给定题目 A: 请修改下方的调研方法说明，重写从含有"这份手册可信在哪、不可信在哪：拟人爬取、样本边界、跨平台陷阱、关键词坑How it was"的那句开始、到"递给你:哪里能砍,哪里别砍。"为止的部分，把其中的"手册"一律换成"指南"。

原文节选:
+++++
调研方法与数据说明Method & Data Caveats

这份手册可信在哪、不可信在哪：拟人爬取、样本边界、跨平台陷阱、关键词坑How it was built and where its limits are: human-paced scraping, sample bounds, cross-platform traps, keyword pitfalls

更新 2026-06-24Updated 2026-06-24

在你信任后面任何一条"暴论选题"之前,先读完这一章。一份选题手册的价值不取决于结论多漂亮,而取决于它敢不敢把自己的数据边界摊开。这一章就是把刀递给你:哪里能砍,哪里别砍。

一句话方法论

我们没有买任何平台的付费数据接口。整套数据是用一台登录态的真实浏览器,以"像人一样浏览"的节奏抓回来的——慢、笨、但不触发风控,且看到的就是普通用户搜索时真实看到的排序。结论建立在B站 + 抖音两个平台的公开可见数据上,小红书本期失败、降级待补。下面逐项交代。

采集方式:为什么用浏览器而不是 API

维度	我们的做法	为什么
驱动方式	Chrome DevTools Protocol(CDP)驱动登录态浏览器	抓到的是真实用户视角的排序与可见数据,不是官方接口的"理想数据"
+++++
原始条目:
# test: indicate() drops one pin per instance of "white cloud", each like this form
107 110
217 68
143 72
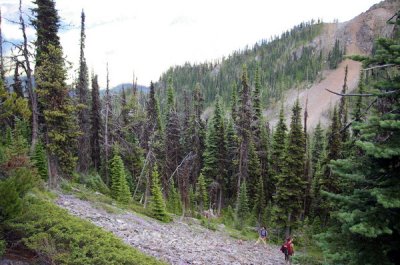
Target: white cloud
149 36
+++++
给定题目 B: 把上方条目区中的全部条目改写成编号列表，略去空行，答案中不要保留图片。

参考答案 A:
这份指南可信在哪、不可信在哪：拟人爬取、样本边界、跨平台陷阱、关键词坑How it was built and where its limits are: human-paced scraping, sample bounds, cross-platform traps, keyword pitfalls

更新 2026-06-24Updated 2026-06-24

在你信任后面任何一条"暴论选题"之前,先读完这一章。一份选题指南的价值不取决于结论多漂亮,而取决于它敢不敢把自己的数据边界摊开。这一章就是把刀递给你:哪里能砍,哪里别砍。

参考答案 B:
1. # test: indicate() drops one pin per instance of "white cloud", each like this form
2. 107 110
3. 217 68
4. 143 72
5. Target: white cloud
6. 149 36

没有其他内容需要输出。